◆ Given entries ◆
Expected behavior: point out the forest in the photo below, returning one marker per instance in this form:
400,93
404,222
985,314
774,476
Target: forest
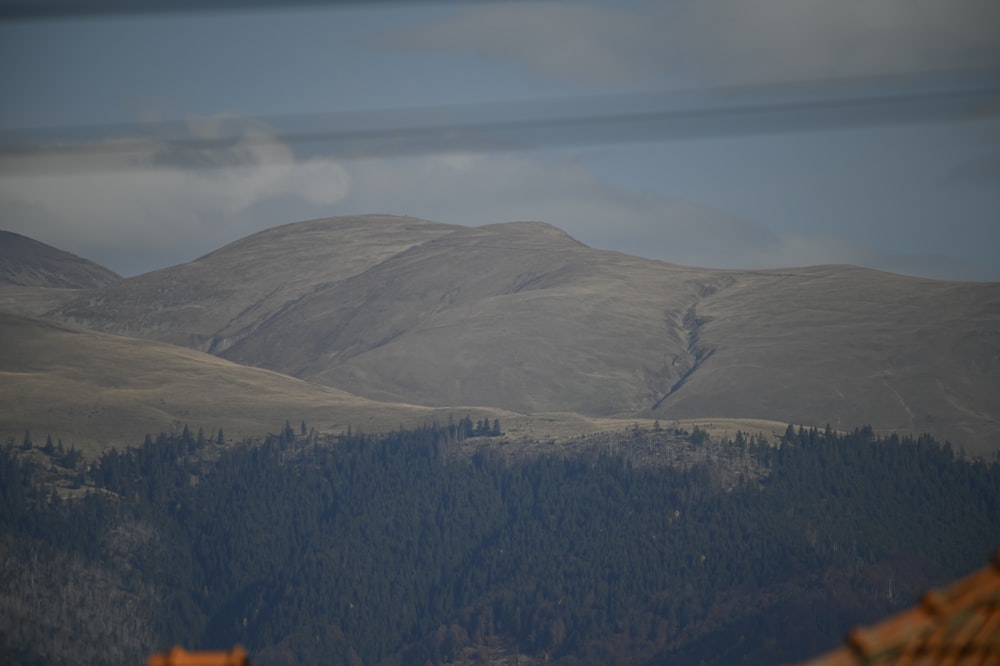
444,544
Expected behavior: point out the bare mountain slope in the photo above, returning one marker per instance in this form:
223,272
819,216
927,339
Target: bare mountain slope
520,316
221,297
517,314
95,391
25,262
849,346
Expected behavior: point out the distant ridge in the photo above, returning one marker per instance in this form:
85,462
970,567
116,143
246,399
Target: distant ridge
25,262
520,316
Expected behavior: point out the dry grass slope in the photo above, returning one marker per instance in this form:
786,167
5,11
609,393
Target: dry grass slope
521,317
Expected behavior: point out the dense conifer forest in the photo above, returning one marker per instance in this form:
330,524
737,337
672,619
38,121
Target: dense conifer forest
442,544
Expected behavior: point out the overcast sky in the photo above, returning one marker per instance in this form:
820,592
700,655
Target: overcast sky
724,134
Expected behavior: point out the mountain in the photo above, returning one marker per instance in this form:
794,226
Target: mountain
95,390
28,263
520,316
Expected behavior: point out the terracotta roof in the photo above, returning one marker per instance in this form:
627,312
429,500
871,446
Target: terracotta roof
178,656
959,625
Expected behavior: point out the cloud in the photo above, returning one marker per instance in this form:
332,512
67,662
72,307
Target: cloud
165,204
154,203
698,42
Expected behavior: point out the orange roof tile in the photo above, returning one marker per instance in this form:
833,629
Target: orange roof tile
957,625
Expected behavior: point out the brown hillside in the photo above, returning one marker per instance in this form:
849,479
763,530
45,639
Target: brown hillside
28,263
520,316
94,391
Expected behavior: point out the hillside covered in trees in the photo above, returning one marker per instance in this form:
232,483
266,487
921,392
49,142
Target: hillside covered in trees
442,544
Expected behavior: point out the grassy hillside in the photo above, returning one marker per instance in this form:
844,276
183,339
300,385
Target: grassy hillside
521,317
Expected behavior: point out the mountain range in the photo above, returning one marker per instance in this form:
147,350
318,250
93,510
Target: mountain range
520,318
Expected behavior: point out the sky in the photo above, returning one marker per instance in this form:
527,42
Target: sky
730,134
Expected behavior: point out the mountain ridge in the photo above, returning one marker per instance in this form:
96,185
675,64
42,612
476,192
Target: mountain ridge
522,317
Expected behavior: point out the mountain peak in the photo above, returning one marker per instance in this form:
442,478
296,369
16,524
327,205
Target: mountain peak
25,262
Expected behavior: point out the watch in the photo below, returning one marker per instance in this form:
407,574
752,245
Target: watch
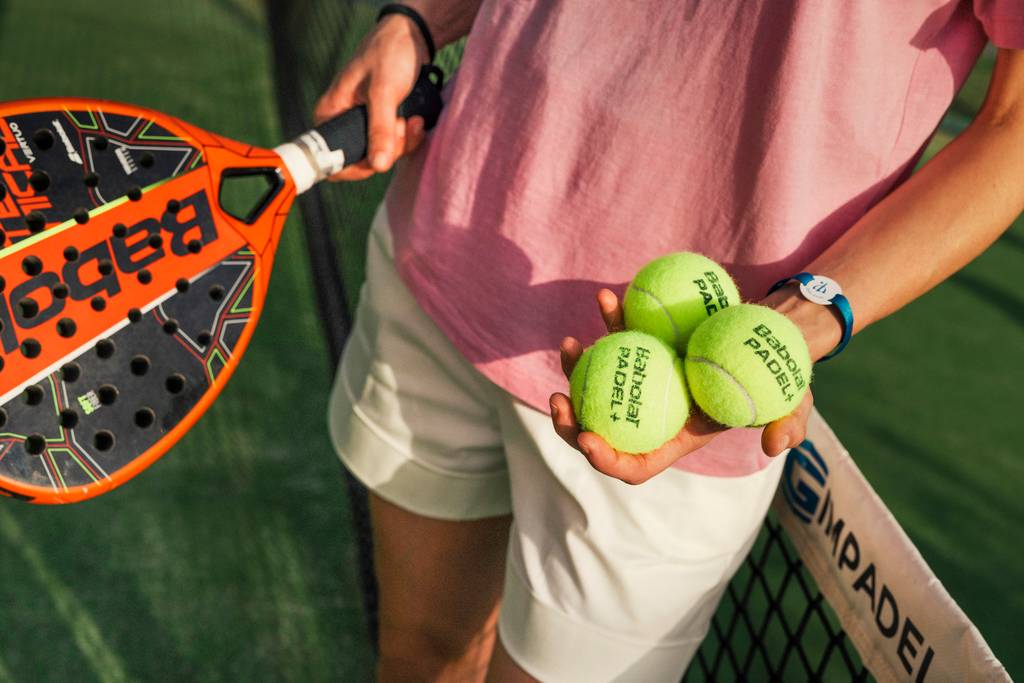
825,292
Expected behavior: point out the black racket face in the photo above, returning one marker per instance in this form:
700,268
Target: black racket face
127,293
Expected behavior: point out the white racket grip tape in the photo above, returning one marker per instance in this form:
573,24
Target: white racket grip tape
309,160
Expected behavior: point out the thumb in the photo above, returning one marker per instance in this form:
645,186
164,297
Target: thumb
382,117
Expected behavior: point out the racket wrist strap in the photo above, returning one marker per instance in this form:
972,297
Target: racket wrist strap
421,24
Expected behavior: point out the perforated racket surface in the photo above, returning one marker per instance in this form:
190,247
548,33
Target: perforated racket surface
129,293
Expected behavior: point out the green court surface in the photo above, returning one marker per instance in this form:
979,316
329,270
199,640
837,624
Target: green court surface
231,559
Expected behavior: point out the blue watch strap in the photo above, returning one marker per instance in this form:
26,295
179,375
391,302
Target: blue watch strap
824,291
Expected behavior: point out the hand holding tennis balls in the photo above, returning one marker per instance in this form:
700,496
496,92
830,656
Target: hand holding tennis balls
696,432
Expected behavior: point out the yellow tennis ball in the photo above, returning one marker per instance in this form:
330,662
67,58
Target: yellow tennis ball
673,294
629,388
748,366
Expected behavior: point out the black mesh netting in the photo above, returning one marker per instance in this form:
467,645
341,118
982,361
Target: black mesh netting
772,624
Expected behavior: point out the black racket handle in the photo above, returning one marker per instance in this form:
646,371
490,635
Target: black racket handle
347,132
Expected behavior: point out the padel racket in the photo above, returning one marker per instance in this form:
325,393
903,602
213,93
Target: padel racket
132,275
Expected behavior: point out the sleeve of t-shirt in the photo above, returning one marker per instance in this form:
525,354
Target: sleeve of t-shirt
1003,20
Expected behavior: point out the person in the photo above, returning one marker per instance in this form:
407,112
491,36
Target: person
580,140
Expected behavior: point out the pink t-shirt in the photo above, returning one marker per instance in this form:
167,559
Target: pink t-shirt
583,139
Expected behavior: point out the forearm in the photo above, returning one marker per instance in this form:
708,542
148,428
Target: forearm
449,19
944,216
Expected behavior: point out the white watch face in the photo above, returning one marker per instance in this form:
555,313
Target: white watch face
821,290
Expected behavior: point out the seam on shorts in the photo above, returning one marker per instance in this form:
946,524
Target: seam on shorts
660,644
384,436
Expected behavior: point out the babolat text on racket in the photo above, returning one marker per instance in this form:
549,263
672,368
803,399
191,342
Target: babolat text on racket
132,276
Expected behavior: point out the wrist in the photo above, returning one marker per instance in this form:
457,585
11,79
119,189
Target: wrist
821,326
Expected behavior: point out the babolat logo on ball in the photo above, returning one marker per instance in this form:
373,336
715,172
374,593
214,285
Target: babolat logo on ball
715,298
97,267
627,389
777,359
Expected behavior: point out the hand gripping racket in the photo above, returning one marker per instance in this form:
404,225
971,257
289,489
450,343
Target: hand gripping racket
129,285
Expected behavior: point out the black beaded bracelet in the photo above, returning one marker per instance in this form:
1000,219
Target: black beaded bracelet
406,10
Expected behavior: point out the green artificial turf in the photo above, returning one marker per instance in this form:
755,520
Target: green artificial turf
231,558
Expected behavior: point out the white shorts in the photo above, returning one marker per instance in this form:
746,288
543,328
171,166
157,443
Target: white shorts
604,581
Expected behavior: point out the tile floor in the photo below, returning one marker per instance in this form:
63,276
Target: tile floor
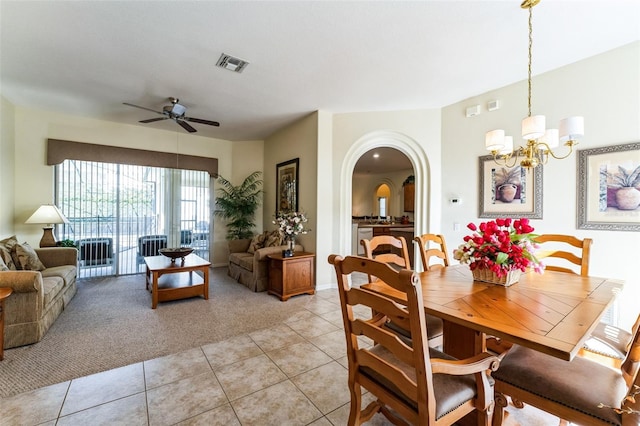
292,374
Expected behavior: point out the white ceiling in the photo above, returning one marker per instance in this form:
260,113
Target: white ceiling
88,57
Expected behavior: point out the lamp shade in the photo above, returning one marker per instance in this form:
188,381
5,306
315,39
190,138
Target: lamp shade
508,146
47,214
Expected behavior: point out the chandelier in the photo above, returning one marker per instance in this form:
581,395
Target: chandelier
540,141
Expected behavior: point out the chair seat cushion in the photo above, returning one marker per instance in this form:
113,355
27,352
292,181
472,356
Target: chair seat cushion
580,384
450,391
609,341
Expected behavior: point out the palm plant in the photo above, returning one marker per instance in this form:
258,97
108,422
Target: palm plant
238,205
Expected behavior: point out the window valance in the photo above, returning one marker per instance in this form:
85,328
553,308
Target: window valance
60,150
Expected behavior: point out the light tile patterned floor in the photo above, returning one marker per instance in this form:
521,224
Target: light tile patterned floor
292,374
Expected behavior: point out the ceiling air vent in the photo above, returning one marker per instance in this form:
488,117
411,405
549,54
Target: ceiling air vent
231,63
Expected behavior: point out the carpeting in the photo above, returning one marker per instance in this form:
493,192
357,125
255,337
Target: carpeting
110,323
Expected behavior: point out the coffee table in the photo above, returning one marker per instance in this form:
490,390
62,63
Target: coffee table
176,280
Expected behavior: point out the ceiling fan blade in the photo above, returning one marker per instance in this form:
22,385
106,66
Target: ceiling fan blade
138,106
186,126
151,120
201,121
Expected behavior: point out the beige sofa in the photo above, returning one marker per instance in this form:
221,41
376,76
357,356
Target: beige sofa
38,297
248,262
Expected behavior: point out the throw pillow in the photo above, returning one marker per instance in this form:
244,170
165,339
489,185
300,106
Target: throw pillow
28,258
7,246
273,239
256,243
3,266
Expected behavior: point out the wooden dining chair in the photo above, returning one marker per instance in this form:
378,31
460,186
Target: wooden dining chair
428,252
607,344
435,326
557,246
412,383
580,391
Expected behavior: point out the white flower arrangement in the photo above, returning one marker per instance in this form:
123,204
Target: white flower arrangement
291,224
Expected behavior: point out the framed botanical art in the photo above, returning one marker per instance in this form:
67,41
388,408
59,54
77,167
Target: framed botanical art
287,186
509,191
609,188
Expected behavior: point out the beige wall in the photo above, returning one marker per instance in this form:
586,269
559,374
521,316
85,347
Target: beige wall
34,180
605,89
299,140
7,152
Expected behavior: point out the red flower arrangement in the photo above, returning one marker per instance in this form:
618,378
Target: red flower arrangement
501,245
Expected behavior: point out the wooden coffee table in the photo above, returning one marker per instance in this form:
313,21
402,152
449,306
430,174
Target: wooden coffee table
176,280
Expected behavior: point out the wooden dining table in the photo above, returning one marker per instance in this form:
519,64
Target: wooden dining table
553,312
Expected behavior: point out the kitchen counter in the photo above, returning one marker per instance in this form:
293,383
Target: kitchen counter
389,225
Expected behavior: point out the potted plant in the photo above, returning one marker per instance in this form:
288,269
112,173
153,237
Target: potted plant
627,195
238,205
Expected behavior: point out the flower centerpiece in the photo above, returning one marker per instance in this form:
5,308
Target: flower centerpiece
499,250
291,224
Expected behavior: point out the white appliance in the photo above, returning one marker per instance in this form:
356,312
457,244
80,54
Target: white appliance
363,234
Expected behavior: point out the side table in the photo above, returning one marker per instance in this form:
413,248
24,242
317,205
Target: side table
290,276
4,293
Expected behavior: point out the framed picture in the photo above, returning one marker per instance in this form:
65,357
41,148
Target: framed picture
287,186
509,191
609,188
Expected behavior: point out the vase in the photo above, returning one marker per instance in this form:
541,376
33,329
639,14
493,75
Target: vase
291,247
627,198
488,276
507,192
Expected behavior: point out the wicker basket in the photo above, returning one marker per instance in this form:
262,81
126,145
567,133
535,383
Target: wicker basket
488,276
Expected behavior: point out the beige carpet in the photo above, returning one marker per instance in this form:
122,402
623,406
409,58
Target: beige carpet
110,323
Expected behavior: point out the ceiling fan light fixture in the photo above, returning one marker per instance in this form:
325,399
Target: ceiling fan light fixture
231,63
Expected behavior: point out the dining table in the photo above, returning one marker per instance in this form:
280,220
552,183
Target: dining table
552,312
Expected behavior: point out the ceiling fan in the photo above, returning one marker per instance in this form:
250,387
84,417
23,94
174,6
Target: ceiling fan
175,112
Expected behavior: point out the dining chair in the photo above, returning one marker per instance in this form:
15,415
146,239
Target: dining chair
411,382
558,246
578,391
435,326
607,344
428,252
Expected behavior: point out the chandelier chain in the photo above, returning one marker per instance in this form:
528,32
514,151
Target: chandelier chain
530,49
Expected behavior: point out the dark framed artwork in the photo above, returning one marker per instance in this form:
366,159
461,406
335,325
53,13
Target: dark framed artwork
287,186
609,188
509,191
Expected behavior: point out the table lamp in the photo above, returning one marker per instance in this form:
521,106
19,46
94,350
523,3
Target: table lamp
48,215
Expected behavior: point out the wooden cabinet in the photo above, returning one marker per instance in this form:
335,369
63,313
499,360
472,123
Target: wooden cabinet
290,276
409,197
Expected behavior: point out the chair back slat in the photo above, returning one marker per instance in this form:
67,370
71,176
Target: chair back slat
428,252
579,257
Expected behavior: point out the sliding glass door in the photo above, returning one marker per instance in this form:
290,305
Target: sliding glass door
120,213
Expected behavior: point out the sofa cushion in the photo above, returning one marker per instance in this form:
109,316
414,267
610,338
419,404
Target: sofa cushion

◆ Your task ◆
Starting at the line that contains "Expected behavior: point out the chair back", output each remaining line of the listing, the last line included, exactly as it appears.

◆ Result for this exercise ◆
Expected behavior: point out the chair back slat in the photo above, returning one marker per instance in this form:
67,370
71,176
Target: chair back slat
428,252
579,257
Expected behavior: point out the sliding glass door in the photo above, returning one marker per instance in this form:
290,305
Target: sliding glass door
120,213
Expected behavior: point out the sofa cushion in the photo above, returning one marker per instance in this form:
109,316
414,267
610,338
419,404
Target: sofa cushion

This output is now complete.